**Exercise details**
Copy the records from the start through the line that contains "[[430, 276, 473, 293]]", changing every "popsicle" to "ice pop" and leaving everything else as it is.

* Begin *

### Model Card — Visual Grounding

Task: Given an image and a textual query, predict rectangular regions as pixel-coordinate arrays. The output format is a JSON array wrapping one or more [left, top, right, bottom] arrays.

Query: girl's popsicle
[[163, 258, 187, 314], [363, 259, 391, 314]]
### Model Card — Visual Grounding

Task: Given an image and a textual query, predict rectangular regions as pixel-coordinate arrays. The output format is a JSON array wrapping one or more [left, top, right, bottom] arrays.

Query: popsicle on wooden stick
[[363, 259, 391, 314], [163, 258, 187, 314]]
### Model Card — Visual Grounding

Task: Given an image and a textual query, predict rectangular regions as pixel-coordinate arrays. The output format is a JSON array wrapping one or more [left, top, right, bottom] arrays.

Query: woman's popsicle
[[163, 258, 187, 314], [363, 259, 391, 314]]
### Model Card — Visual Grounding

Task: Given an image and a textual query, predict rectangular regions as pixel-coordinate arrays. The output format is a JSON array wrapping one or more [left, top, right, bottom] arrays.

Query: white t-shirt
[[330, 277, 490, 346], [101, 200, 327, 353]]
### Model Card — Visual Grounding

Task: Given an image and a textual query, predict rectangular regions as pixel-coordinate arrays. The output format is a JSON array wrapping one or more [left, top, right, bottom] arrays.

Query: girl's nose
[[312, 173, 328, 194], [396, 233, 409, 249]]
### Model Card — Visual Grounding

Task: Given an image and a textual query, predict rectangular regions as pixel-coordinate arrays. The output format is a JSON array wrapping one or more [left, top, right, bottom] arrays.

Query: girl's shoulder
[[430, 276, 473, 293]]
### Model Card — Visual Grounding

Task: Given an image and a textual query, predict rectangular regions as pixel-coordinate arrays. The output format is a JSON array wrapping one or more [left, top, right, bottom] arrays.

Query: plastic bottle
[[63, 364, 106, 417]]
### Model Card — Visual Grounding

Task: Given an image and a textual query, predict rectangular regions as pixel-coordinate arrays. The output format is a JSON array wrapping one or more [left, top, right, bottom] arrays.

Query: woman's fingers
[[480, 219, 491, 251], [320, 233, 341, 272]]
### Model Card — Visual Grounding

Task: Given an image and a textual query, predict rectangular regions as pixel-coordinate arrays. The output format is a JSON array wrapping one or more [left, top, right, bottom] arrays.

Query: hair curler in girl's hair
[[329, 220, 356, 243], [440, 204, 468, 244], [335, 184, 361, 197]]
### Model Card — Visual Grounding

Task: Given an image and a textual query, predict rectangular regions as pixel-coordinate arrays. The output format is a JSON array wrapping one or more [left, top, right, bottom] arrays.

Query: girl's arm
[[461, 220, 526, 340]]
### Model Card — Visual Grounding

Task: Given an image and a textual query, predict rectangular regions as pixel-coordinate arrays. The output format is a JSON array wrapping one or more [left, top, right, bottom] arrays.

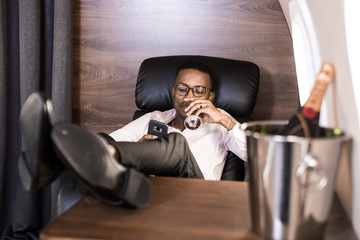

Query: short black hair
[[175, 62, 215, 87]]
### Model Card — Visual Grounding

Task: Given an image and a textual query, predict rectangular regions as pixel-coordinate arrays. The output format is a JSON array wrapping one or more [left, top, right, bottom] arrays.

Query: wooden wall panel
[[73, 0, 299, 132]]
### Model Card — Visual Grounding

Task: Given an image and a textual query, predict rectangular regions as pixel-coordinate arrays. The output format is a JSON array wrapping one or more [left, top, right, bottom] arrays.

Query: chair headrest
[[135, 55, 260, 121]]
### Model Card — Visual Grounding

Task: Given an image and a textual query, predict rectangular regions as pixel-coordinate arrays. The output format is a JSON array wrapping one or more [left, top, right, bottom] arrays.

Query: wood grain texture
[[40, 177, 357, 240], [73, 0, 299, 133], [41, 177, 259, 240]]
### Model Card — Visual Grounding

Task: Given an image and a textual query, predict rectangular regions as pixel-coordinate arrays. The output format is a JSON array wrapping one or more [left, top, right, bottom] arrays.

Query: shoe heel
[[122, 168, 151, 208]]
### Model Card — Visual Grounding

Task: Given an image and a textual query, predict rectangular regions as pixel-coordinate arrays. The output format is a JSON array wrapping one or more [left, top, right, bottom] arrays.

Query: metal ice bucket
[[242, 121, 350, 240]]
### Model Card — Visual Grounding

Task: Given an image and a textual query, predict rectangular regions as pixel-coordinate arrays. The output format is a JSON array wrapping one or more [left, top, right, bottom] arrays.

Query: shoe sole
[[51, 123, 151, 208], [18, 93, 63, 191]]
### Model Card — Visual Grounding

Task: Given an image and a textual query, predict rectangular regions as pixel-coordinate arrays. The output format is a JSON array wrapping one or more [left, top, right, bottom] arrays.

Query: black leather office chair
[[133, 56, 260, 181]]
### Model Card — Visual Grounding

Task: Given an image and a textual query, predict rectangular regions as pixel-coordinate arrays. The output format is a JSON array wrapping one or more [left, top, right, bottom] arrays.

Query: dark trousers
[[101, 133, 204, 178]]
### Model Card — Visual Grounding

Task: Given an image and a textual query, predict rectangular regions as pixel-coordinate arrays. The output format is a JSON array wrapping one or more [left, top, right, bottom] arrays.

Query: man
[[19, 63, 247, 207]]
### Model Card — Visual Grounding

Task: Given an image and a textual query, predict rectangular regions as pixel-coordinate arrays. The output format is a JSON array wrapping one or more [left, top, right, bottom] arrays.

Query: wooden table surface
[[40, 177, 356, 240]]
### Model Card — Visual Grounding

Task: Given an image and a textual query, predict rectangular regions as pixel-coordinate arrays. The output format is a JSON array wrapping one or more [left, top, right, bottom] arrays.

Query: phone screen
[[148, 120, 168, 137]]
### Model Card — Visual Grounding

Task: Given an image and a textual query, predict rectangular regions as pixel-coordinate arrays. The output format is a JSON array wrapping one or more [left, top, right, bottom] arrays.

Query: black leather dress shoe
[[18, 92, 63, 191], [51, 123, 151, 208]]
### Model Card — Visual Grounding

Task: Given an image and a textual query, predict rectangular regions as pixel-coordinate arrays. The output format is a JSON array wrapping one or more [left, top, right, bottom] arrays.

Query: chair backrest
[[133, 55, 260, 180]]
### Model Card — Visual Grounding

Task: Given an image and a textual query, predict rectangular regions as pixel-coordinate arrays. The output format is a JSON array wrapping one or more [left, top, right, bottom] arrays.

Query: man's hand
[[184, 98, 235, 130], [138, 134, 158, 142]]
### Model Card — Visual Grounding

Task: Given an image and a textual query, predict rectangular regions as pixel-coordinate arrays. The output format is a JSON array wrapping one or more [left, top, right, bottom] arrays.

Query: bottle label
[[301, 107, 317, 119]]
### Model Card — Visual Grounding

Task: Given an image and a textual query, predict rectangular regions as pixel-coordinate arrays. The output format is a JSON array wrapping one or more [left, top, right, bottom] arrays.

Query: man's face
[[172, 69, 214, 119]]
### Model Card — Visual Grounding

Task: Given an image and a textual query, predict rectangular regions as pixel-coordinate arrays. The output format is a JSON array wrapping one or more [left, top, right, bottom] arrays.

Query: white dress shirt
[[110, 108, 247, 180]]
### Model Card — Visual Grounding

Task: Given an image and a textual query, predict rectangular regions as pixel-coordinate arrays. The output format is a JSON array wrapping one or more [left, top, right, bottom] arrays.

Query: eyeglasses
[[174, 84, 210, 97]]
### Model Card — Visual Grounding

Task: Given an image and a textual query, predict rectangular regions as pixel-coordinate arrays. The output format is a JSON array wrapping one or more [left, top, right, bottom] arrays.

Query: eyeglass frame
[[173, 84, 211, 97]]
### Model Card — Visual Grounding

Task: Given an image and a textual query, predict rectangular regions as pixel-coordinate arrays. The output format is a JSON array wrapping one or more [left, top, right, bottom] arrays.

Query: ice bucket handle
[[296, 153, 328, 189]]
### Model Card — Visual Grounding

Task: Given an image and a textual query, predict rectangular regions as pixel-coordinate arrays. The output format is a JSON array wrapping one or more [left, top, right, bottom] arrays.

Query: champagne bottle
[[279, 63, 335, 137]]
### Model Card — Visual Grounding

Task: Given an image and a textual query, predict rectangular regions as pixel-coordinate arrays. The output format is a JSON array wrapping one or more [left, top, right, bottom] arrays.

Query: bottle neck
[[303, 80, 329, 112]]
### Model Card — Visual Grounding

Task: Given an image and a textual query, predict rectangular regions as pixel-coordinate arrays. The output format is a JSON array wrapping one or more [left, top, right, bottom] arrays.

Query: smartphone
[[148, 120, 168, 137]]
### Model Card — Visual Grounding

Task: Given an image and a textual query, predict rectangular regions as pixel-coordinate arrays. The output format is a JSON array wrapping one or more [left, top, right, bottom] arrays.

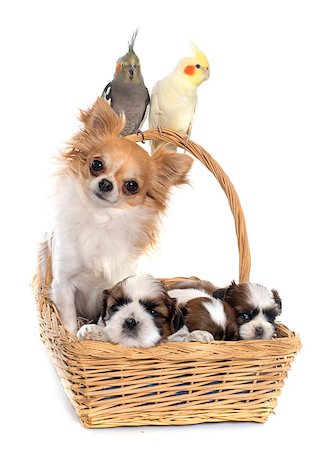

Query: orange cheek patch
[[184, 66, 195, 75]]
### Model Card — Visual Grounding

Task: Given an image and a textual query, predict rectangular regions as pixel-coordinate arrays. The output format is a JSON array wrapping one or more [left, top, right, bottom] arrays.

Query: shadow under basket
[[33, 130, 301, 428]]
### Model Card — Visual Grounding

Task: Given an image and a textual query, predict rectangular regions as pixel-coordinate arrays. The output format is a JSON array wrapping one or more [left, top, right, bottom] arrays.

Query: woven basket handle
[[126, 128, 251, 283]]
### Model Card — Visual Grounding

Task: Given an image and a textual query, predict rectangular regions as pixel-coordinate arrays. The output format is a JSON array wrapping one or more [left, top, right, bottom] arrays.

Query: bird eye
[[90, 159, 104, 174], [124, 180, 139, 194]]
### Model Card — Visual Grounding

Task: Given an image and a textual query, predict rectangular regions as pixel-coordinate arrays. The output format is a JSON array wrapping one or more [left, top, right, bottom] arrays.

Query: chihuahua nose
[[99, 178, 113, 192], [124, 317, 137, 330]]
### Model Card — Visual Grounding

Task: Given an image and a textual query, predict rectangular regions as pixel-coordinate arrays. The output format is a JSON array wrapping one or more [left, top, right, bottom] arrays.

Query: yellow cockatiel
[[149, 45, 210, 152]]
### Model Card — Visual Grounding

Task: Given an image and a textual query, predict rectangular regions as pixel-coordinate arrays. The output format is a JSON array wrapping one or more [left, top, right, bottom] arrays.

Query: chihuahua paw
[[77, 324, 106, 341], [185, 330, 214, 342]]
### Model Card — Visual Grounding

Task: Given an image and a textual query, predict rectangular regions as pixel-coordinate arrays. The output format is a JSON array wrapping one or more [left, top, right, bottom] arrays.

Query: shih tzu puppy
[[167, 279, 239, 342], [39, 98, 193, 333], [213, 281, 282, 339], [77, 275, 184, 348]]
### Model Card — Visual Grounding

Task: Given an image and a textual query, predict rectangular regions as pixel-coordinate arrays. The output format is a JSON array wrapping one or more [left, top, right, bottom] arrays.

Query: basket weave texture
[[33, 129, 301, 428]]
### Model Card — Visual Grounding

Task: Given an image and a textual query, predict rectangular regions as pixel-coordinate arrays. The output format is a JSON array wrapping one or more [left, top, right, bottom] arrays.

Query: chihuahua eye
[[124, 180, 139, 194], [240, 313, 251, 322], [90, 159, 104, 174]]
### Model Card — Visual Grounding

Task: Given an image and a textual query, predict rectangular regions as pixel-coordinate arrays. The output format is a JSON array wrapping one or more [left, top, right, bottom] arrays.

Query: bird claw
[[136, 130, 145, 144]]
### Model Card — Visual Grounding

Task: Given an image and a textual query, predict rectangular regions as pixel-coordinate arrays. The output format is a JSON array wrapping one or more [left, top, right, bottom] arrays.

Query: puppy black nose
[[255, 327, 264, 337], [99, 178, 113, 192], [124, 317, 137, 330]]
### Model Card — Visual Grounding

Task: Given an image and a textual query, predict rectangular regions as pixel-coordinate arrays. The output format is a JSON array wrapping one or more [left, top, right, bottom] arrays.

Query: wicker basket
[[34, 130, 300, 428]]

* End *

**Solution**
### Model Card — Visual Grounding

Task: Given an image and a textual query, predict rectangular regions as pixel-coordinate arrays. The output format is a JSON array wrapping one or more [left, top, right, bottom] arrays.

Query: girl's ice pop
[[163, 258, 187, 314], [363, 259, 391, 314]]
### Model Card — Visual Grounding

Task: Given an image and a textual query, predict rectangular regions as pixel-coordinate arrays. The output format is a JSON array wrapping one or more [left, top, right, bottom] arrays.

Query: ice pop on wooden stick
[[363, 259, 391, 314], [163, 258, 187, 314]]
### Model Card — Visual Grounding

Task: Given an image and a textual query, predict rectangular regions as pixel-coordinate arrays. The output format is a JSON array wrapping one or more [left, top, right, bottom] arrays.

Query: woman's ice pop
[[163, 258, 187, 314], [363, 259, 391, 314]]
### Model Card — Visual Grounding

Task: Given an image and a textual query, predict rectangular regions as pixel-coordinate arrays. The output format is a JSON array wrapping one or more [left, top, right, bottom] arrays.

Query: white t-shirt
[[330, 277, 490, 346], [101, 200, 327, 353]]
### Model Card — Visual Grounding

Task: Given an image and a textual query, predict rectangular regions as pixel-coordinate arrays. The output format is a JSON array wrapping one or more [left, top, right, bottom] arrays.

Query: girl's nose
[[312, 173, 328, 194], [396, 233, 409, 249]]
### Model Card — Visual Grounding

Task: Given an image and a textual query, predict rectangular regions as pixel-coordinate arrays. The output format is a JSON array wrapping one or more [left, top, right, bottom] arrays.

Query: girl's shoulder
[[430, 276, 473, 293]]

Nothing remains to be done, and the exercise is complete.